GIVEN TASK A:
Can you retype, word for word, the part of the passage on comparing estimators that opens with the words containing "32.1 Variance of" and closes with "German tank problem."?

PROVIDED PASSAGE:
32 Comparing Estimators: Variance and MSE

In the last chapter, we encountered two unbiased estimators for the number of tanks in the German tank problem:

$\hat{N}_{\textrm{MLE}+}=\frac{n+1}{n}\max(X_1, \dots, X_n)-1$
$\hat{N}_{\text{mean}} = 2\bar{X} - 1$

In this chapter, we discuss how to discuss how to decide between two estimators, in particular the two estimators above.

32.1 Variance of an Estimator

To get an idea of which of these two estimators is better, we can conduct a simulation.

The simulation suggests that $\hat{N}_{\textrm{MLE}+}$ is a better estimator of $N$ than $\hat{N}_{\text{mean}}$. Unbiasedness implies that both distributions are centered around true parameter $N$ (although the distribution of $\hat{N}_{\textrm{MLE}+}$ is not symmetric). However, the distribution of $\hat{N}_{\text{mean}}$ is much more spread out, so it will tend to be farther from $N$ than $\hat{N}_{\textrm{MLE}+}$. We can measure this spread by the variance (recall Definition 11.1 and Definition 21.1).

Definition 32.1 (Variance of an estimator) The variance of an estimator $\hat\theta$ for estimating a parameter $\theta$ is $\text{Var}\!\left[ \hat{\theta} \right].$

Now, we will compute variances of the two unbiased estimators for the German tank problem.

DATA FOR THIS TASK:
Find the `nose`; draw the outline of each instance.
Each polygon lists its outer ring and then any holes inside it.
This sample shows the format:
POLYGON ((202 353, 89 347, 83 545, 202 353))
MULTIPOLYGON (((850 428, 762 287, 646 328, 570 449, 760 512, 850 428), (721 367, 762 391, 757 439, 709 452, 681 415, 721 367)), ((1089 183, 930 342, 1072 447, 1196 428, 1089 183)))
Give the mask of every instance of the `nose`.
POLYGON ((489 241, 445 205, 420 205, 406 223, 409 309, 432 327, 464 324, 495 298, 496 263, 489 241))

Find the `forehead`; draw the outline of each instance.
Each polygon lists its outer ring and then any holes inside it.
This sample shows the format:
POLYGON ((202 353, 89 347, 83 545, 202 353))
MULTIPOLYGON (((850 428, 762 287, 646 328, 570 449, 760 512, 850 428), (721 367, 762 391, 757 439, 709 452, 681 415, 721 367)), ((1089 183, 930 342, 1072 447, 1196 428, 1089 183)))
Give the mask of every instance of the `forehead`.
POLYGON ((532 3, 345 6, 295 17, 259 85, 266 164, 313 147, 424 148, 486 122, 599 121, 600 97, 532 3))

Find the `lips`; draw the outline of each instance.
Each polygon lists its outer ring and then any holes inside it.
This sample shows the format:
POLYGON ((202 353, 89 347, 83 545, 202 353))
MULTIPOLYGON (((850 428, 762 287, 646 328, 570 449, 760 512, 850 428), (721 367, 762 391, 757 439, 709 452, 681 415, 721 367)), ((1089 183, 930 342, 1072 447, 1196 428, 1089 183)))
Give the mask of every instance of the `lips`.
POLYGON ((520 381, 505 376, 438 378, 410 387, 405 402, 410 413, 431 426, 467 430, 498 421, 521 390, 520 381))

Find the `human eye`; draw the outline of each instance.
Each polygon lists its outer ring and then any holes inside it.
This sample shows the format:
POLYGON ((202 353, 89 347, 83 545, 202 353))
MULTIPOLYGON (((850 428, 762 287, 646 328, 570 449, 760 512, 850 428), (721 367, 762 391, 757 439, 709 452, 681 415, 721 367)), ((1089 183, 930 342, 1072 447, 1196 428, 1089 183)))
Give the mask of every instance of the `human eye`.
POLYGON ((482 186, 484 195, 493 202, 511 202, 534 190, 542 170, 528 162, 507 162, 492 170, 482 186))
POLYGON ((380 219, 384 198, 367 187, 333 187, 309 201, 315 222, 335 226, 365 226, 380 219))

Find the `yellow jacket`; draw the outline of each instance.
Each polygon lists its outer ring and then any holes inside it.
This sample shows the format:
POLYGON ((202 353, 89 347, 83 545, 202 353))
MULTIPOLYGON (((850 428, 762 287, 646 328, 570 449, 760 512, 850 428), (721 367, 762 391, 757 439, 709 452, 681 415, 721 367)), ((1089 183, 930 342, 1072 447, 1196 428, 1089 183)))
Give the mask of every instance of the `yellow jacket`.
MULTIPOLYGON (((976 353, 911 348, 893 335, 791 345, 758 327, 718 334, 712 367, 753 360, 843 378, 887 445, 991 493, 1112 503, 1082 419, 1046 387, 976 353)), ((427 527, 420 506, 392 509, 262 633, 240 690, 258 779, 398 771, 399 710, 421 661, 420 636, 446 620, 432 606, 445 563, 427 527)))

GIVEN TASK B:
How many lines of the records hold the string "mask", counting case as significant? Reply with the number alone.

ANSWER A:
32.1 Variance of an Estimator

To get an idea of which of these two estimators is better, we can conduct a simulation.

The simulation suggests that $\hat{N}_{\textrm{MLE}+}$ is a better estimator of $N$ than $\hat{N}_{\text{mean}}$. Unbiasedness implies that both distributions are centered around true parameter $N$ (although the distribution of $\hat{N}_{\textrm{MLE}+}$ is not symmetric). However, the distribution of $\hat{N}_{\text{mean}}$ is much more spread out, so it will tend to be farther from $N$ than $\hat{N}_{\textrm{MLE}+}$. We can measure this spread by the variance (recall Definition 11.1 and Definition 21.1).

Definition 32.1 (Variance of an estimator) The variance of an estimator $\hat\theta$ for estimating a parameter $\theta$ is $\text{Var}\!\left[ \hat{\theta} \right].$

Now, we will compute variances of the two unbiased estimators for the German tank problem.

ANSWER B:
5